● **Enunciado 1**
Liste as cidades que, segundo o texto sobre proposições municipais relativas ao consumo de drogas, já apresentaram projetos de lei semelhantes à Proposição.
● **Enunciado 2**
Prossiga a redação do texto sobre proposições municipais relativas ao consumo de drogas a partir da última frase apresentada.

● **Texto para leitura**
Por fim, em rápida pesquisa, logramos êxito em encontrar diversas proposições semelhantes à que ora se comenta. Não foi encontrada, todavia, qualquer uma que tenha tido sucesso em sua promulgação, quanto menos em relação aos resultados que almejava. As cidades de Americana1, Balneário Camboriú2 e Campinas3 já apresentaram projetos de lei em muito semelhantes a esta Proposição. Nenhuma das cidades teve o projeto sancionado. Pelo contrário, as proposições foram alvo de diversas e multidisciplinares críticas4. Os apontamentos residem no fato de que “já existe uma lei federal que prevê a regulamentação”, e desta forma “a maneira de o poder público lidar com a situação do consumo de drogas deve possuir caráter nacional, especialmente quanto à prescrição de medidas para prevenção do uso indevido, atenção reinserção social de usuários e dependentes de drogas”. Também há temor dos efeitos sociais que causariam a nova lei. No campo da psiquiatria, o coordenador do Laboratório de Estudos Interdisciplinares sobre psicoativos (Leipsi) da Unicamp, Luís Fernando Tófoli, informou que a avaliação do órgão é que medidas de punição não influenciam as taxas de uso de drogas ilícitas.

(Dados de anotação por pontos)
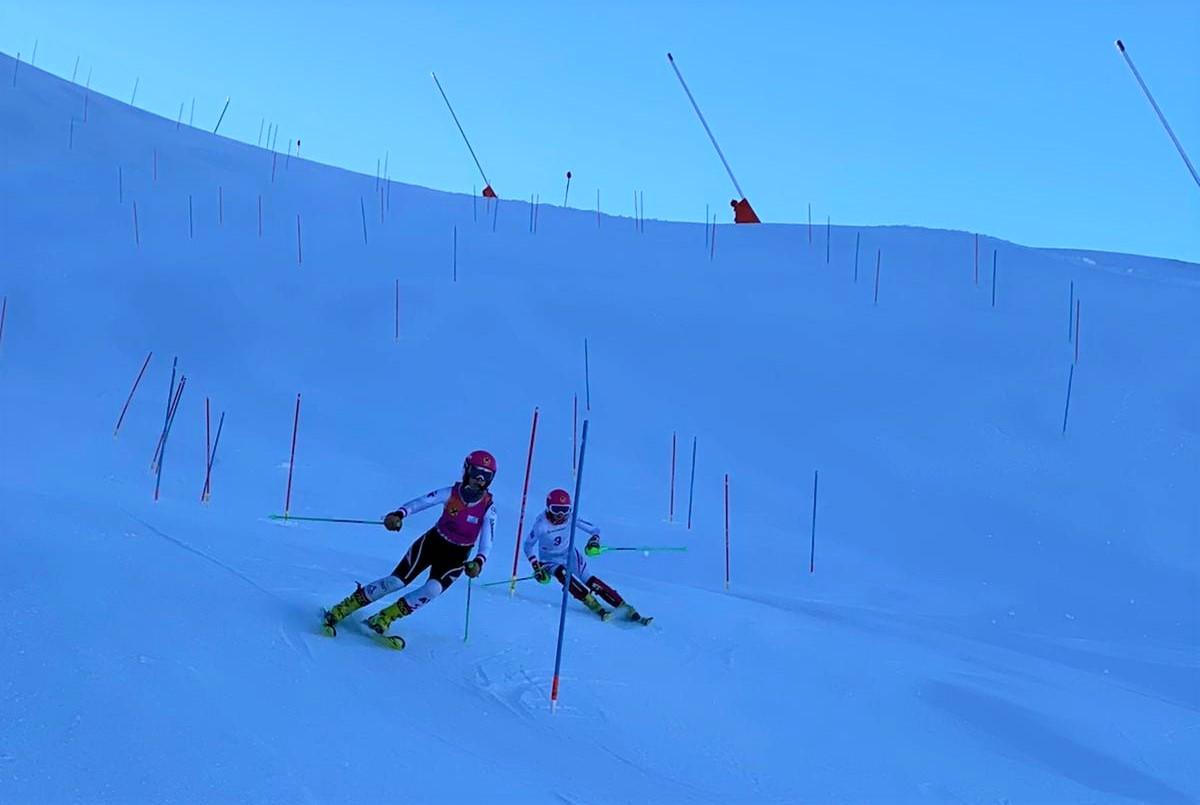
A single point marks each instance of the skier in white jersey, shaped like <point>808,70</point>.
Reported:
<point>546,547</point>
<point>468,520</point>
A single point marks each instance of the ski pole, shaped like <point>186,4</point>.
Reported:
<point>328,520</point>
<point>605,548</point>
<point>507,581</point>
<point>466,629</point>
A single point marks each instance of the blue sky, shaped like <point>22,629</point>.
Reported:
<point>1017,119</point>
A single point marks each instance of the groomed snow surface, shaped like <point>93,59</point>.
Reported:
<point>1000,612</point>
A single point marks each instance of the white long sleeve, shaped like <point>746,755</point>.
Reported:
<point>485,534</point>
<point>547,542</point>
<point>436,498</point>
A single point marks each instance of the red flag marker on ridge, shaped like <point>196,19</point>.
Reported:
<point>742,210</point>
<point>487,186</point>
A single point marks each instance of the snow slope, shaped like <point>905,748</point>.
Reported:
<point>999,612</point>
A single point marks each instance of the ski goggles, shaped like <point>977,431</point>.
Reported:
<point>480,475</point>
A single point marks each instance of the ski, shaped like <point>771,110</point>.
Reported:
<point>394,642</point>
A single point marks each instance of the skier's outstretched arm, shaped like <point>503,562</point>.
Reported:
<point>436,498</point>
<point>529,545</point>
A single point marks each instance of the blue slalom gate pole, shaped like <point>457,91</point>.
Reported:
<point>1066,410</point>
<point>691,485</point>
<point>570,570</point>
<point>587,377</point>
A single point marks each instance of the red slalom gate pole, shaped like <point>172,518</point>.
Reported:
<point>671,503</point>
<point>525,494</point>
<point>127,400</point>
<point>292,461</point>
<point>726,532</point>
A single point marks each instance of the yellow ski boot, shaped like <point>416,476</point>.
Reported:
<point>352,602</point>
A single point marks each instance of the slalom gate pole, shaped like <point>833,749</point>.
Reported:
<point>813,550</point>
<point>977,259</point>
<point>705,124</point>
<point>1071,313</point>
<point>643,548</point>
<point>1066,410</point>
<point>208,449</point>
<point>327,520</point>
<point>166,419</point>
<point>1077,330</point>
<point>726,532</point>
<point>525,494</point>
<point>994,277</point>
<point>570,571</point>
<point>208,476</point>
<point>162,454</point>
<point>223,109</point>
<point>857,239</point>
<point>466,628</point>
<point>127,400</point>
<point>292,461</point>
<point>486,184</point>
<point>519,578</point>
<point>691,486</point>
<point>1162,118</point>
<point>587,377</point>
<point>879,258</point>
<point>671,499</point>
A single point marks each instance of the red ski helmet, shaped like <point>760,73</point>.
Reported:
<point>479,469</point>
<point>558,506</point>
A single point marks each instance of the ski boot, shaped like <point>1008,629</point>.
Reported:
<point>597,607</point>
<point>355,600</point>
<point>379,622</point>
<point>635,616</point>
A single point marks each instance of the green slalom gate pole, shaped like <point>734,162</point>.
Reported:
<point>328,520</point>
<point>466,629</point>
<point>605,548</point>
<point>508,581</point>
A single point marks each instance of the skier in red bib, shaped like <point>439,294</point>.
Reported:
<point>468,521</point>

● **Resultado final 1**
Americana, Balneário Camboriú e Campinas.

● **Resultado final 2**
A nota técnica do Núcleo da Cidadania de Direitos Humanos que contou com vasto apoio técnico do Núcleo de Política Criminal e Execução Penal, ambos da Defensoria Pública do Estado do Paraná para confecção deste documento conclui que:

I) a Proposição é inconstitucional por buscar a regulamentação de ato já regulamentado por legislação federal;

II) a Proposição é inconstitucional por buscar legislar, em âmbito municipal, sobre crime e sanção (uso de drogas), matéria atribuída à União pelo art. 5º, LVI da Constituição de 1988;

II) a Proposição apresenta as mesmas sanções, deixando de fora outras, já previstas pelo art. 28 da Lei nº 11.343/2006;

IV) a Proposição é inconstitucional por não prever a criação de processo que garanta os direitos à comunicação, produção de provas, apresentação de razões finais e interposição de recursos para aplicação da sanção.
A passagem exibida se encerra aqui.